*DOCUMENT SECTION*
He had half the day off yesterday and all day today and is at work tonight so I looked at what he did since he had a lot of free time. Just some searches and videos for ordinary porn, nothing. He hasn't returned to any dating sites. He hasn't done anything. Not that I won't continue to check around. Our phone bill shows everyone he texts and calls. I can get into his history at least once a week. It's exhausting though. But I've got nothing.

He's not behaving any different. Nothing seems out of the ordinary.
I don't know that we can afford, or that he'll agree to counseling... but... I know a few couples who have gone and many say a counselor suggest a specific book or 2, so I'm going to purchase them, and see if we can start there to open up communication and build trust.

I like to talk to him a little more about these issues but if I do he just denies it or makes an excuse. I did get the conversation toward boundaries; when we got together, there wasn't Facebook and a lot of things like this, so I did steer the conversation over to the fact that porn is one thing; but I don't condone sexting, internet dating, etc. 

I intend to check his history later and if the dating stuff is back bring it up then. Of course if I start to see texts and actual communication with someone that's a different story. I'll have proof and I'll hit him head on with it. If he cheated I won't forgive that. And he knows this, I made that clear as day.

*RECORD EXCERPTS*
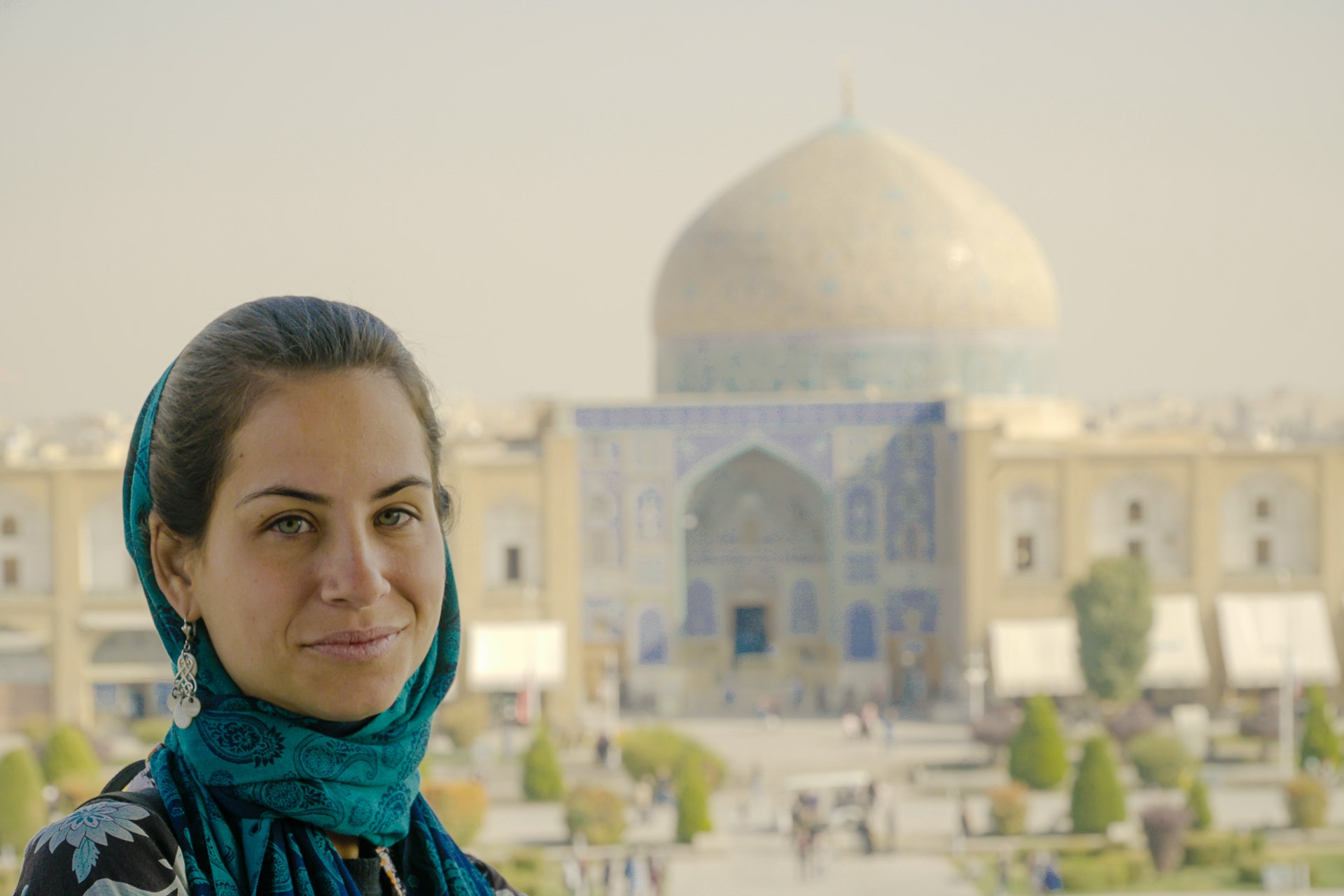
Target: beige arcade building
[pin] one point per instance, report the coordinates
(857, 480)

---

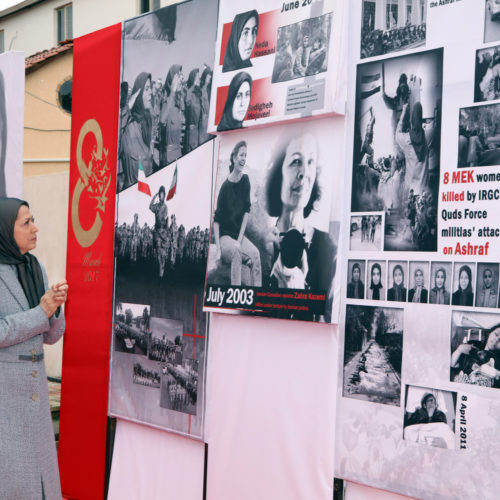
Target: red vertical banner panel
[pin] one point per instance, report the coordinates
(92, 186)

*WHAT TO DO*
Print the part of the forum post about checking a partner's online activity that opens with the words containing "He's not behaving" and closes with "and build trust.". Work only from the forum post, not from the lines.

*TASK RESULT*
He's not behaving any different. Nothing seems out of the ordinary.
I don't know that we can afford, or that he'll agree to counseling... but... I know a few couples who have gone and many say a counselor suggest a specific book or 2, so I'm going to purchase them, and see if we can start there to open up communication and build trust.